• [SUPPLIED DATA]:
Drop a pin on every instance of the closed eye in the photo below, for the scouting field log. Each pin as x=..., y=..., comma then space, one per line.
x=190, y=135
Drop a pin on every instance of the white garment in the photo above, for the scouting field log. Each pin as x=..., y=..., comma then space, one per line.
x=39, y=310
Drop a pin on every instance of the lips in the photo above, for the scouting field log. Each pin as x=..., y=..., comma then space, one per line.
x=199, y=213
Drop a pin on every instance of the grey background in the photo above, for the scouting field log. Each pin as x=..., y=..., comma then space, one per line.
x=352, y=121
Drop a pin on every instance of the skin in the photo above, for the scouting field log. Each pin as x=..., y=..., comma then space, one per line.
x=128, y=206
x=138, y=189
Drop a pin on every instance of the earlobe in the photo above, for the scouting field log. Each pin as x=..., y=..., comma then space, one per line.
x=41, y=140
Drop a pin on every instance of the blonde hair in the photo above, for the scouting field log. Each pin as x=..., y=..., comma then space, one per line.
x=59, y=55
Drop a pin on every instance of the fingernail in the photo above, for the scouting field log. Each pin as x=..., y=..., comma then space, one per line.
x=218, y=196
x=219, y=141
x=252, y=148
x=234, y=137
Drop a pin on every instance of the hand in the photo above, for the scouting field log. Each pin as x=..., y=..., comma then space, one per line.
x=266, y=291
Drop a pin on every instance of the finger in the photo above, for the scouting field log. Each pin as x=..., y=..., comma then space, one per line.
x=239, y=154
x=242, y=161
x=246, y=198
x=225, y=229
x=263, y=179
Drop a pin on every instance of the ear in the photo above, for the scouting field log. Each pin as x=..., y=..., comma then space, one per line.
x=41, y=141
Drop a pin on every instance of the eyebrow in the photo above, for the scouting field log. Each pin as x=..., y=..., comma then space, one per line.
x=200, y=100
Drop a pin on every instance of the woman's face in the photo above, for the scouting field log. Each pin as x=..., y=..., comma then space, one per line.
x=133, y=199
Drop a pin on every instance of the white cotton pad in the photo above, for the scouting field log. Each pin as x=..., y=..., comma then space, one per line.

• [WORK ITEM]:
Once you reach the line that contains "Drop a pin on every instance of the woman's", transcribe it and all remaining lines of the listing exactly; skip everything before it.

• [FINISHED EXERCISE]:
Drop a pin on every instance of the woman's face in the photo above, for the scouting field log. Each pin as x=..., y=..., comma then space, one per line.
x=133, y=199
Drop a pin on every instance of the white cotton pad in the photo above, for the scouting field log. Each pin as x=..., y=..., comma then space, one per line.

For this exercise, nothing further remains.